CDKN’s key contribution to this year’s Conference was on the importance of integrating gender considerations to climate compatible (i.e. inclusive green) development processes. The related summary report “10 things to know: Gender equality and achieving climate goals” and Policy Briefs from case studies in India, Kenya and Peru can be found here.

Policy-makers need to think more creatively about how macroeconomic policies that incentivise ‘green’ behaviour can be coupled with other macroeconomic policy objectives. Has environmental economics too long been limited to debating how to penalise polluting behaviour and reward green behaviour? These concepts are sound but perhaps some out-of-the-box thinking is needed to unlock new green finance flows. One such proposal was to capture the multiple trillions of dollars in the illegal economy – hidden by tax evaders and cheats – and rechannel these to green investments – from Cesar Purisima, the former Philippines Finance Minister.

Governments and businesses should marry their finance reporting with reporting on social, economic and environmental indicators. The Conference suggested several reporting innovations at government and firm level, that have the potential to drive more integrated sustainable development: include social and economic indicators in the Nationally Determined Contributions (NDCs – a part of the commitments of the Paris Climate Agreement) or companies could start measuring their social impact the same way they report on their financial performance. All this requires innovation, infrastructure and information, but particularly political will and policy credibility. International agreements provide platforms for implementation of national commitments, and national planning systems can make all interest groups and stakeholders come together.

(Exercise): Print, word for word, the portion of the conference text that opens with the words containing "Policy-makers need to" and closes with "Philippines Finance Minister.". The listing comes from a different source than the text above.

(Information provided):
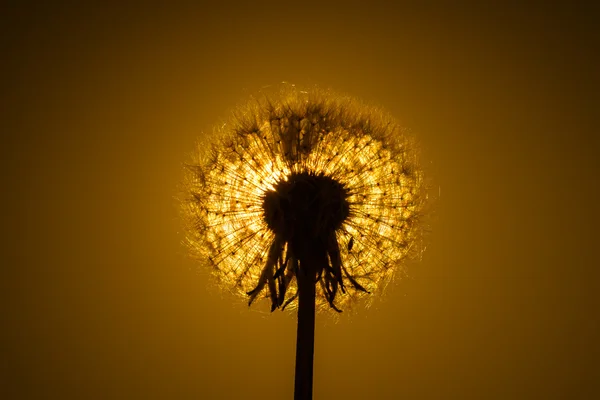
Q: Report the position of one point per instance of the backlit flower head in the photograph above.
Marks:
(304, 175)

(Response to the task):
Policy-makers need to think more creatively about how macroeconomic policies that incentivise ‘green’ behaviour can be coupled with other macroeconomic policy objectives. Has environmental economics too long been limited to debating how to penalise polluting behaviour and reward green behaviour? These concepts are sound but perhaps some out-of-the-box thinking is needed to unlock new green finance flows. One such proposal was to capture the multiple trillions of dollars in the illegal economy – hidden by tax evaders and cheats – and rechannel these to green investments – from Cesar Purisima, the former Philippines Finance Minister.